## Extracted material
==========
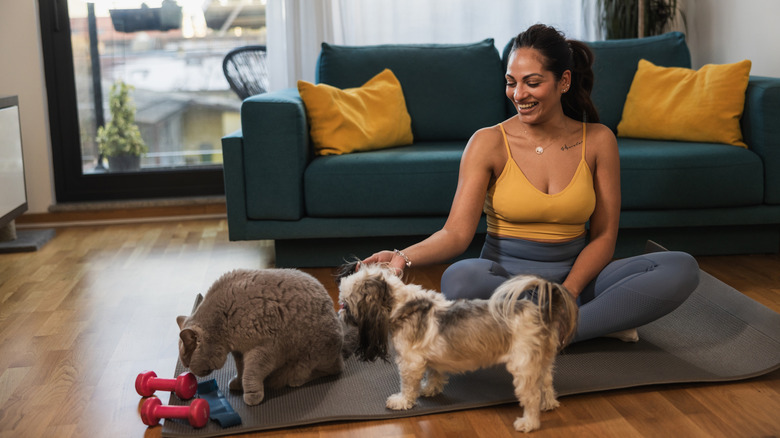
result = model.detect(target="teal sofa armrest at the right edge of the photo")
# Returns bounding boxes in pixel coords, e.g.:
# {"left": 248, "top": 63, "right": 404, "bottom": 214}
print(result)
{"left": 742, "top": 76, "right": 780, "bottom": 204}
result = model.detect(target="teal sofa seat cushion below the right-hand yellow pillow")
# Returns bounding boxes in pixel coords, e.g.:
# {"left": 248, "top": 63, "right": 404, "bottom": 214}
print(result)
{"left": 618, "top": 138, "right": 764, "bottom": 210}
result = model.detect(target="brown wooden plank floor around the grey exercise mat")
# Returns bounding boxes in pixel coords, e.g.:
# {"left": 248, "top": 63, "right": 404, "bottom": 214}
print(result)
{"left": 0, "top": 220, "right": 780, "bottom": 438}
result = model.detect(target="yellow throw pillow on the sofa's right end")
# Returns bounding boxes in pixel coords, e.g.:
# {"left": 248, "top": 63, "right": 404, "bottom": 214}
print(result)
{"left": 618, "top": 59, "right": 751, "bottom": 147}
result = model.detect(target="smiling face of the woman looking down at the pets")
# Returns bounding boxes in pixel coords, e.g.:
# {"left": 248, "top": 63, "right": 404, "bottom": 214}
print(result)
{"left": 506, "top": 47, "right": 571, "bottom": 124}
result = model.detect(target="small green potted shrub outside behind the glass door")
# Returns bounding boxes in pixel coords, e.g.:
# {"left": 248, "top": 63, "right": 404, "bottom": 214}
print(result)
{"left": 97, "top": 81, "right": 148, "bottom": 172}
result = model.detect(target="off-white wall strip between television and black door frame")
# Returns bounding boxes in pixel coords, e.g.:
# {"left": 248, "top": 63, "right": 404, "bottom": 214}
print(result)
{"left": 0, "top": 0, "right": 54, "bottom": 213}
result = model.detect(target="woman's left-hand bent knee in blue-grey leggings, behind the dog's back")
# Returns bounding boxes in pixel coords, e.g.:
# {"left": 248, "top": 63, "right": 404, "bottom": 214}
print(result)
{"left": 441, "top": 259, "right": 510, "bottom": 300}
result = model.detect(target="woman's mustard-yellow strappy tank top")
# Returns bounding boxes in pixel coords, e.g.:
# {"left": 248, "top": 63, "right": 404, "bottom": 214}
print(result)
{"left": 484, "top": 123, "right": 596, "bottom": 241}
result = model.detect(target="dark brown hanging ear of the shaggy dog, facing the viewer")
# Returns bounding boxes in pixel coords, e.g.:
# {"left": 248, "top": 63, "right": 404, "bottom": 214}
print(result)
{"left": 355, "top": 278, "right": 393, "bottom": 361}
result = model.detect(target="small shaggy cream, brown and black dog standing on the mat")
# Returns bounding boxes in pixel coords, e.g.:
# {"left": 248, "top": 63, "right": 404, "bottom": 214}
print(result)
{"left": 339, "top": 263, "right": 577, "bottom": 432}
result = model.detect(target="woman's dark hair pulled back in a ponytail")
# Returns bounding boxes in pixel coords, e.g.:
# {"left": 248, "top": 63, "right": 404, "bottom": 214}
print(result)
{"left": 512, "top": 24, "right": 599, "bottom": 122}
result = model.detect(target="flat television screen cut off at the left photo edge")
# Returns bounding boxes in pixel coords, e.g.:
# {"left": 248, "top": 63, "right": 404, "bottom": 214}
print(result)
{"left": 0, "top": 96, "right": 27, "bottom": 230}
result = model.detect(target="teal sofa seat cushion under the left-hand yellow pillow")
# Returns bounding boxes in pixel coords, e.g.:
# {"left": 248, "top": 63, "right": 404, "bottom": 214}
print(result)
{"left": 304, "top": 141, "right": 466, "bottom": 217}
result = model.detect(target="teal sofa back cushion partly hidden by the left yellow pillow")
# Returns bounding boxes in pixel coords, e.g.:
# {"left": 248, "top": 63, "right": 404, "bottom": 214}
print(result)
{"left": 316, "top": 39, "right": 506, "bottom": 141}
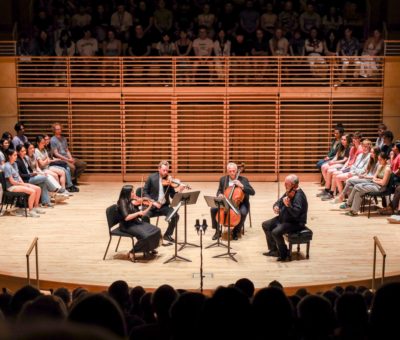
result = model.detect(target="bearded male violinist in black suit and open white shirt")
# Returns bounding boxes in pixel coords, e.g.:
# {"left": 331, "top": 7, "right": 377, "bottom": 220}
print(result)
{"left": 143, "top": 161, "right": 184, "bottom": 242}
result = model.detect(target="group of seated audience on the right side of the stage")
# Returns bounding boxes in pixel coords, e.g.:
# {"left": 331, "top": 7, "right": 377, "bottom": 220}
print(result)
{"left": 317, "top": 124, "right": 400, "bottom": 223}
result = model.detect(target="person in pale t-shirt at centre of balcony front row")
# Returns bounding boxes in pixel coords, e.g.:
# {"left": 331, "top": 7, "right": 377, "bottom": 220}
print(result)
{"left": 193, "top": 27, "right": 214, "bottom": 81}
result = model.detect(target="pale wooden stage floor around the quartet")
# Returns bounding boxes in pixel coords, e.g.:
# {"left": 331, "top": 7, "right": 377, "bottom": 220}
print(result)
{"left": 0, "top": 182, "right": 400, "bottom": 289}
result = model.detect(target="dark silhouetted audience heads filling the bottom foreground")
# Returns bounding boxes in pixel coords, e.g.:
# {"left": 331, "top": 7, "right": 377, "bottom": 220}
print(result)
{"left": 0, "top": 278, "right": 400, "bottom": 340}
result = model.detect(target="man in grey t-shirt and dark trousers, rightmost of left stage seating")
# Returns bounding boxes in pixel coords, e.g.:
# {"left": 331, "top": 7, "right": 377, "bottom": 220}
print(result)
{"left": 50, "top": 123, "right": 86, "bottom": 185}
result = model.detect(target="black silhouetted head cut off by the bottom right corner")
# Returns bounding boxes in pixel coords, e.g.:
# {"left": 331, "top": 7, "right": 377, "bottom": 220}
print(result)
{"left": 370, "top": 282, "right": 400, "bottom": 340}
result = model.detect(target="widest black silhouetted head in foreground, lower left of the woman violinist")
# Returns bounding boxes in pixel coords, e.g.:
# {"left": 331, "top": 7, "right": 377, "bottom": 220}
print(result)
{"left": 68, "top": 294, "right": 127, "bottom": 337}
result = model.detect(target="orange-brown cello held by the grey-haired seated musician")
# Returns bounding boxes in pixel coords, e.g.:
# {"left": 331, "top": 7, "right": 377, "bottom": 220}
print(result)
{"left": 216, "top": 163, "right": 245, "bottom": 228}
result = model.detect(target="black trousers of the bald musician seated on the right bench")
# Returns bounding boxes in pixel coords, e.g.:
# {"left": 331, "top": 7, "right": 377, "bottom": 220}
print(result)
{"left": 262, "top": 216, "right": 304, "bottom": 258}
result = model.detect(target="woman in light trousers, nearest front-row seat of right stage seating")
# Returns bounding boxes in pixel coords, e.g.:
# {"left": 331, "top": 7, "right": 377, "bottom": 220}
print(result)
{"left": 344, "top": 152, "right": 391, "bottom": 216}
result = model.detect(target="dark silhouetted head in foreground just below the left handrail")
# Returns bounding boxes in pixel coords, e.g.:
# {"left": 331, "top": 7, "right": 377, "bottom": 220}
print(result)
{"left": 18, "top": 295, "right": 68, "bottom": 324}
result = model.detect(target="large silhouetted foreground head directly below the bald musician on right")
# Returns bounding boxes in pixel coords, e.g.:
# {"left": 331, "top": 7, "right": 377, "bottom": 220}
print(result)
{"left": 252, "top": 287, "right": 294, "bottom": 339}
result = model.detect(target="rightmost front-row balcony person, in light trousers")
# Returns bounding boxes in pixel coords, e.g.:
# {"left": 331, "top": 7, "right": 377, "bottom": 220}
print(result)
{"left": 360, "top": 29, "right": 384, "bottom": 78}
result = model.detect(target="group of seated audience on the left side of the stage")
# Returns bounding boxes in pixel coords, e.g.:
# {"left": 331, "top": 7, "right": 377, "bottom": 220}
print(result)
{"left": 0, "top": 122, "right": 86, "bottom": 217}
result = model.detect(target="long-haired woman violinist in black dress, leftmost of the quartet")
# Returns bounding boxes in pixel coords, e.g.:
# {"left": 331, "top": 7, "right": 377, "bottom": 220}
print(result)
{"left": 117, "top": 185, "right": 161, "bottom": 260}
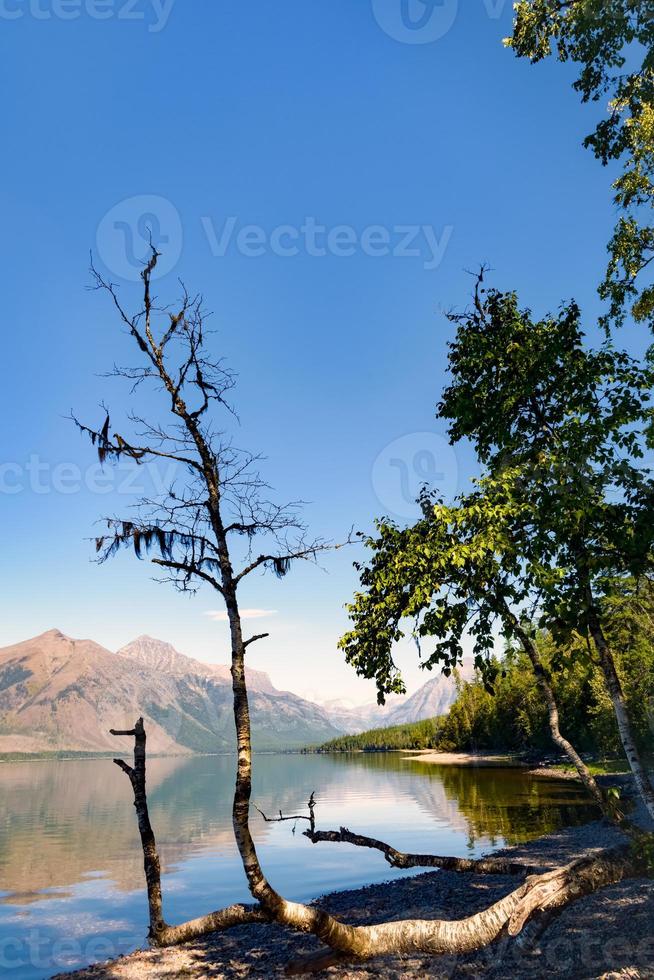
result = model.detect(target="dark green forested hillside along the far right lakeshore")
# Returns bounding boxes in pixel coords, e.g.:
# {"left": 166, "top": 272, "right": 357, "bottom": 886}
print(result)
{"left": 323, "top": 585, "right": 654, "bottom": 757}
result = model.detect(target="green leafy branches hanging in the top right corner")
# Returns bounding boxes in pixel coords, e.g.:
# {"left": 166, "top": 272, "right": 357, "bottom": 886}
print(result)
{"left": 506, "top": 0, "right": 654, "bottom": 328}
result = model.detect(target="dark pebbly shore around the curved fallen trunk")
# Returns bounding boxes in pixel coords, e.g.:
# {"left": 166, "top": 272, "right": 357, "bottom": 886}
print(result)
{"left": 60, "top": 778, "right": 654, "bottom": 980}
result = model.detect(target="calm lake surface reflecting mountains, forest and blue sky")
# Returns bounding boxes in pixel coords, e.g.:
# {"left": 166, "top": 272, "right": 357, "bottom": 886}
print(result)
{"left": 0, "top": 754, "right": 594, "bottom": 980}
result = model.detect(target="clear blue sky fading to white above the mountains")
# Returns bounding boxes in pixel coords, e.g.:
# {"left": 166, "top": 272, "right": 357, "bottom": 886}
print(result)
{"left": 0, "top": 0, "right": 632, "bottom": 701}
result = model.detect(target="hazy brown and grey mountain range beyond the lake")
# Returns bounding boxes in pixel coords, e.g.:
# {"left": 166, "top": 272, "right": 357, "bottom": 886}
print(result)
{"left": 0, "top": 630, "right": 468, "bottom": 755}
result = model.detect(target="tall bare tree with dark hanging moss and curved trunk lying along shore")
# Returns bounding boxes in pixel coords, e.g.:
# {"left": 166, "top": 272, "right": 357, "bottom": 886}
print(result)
==========
## Exercise
Would you please show every line of the material above that includes the string "bald"?

## Written solution
result = model.detect(target="black trousers of the bald musician seated on the right bench")
result = model.detect(target="large silhouetted foreground head directly below the bald musician on right")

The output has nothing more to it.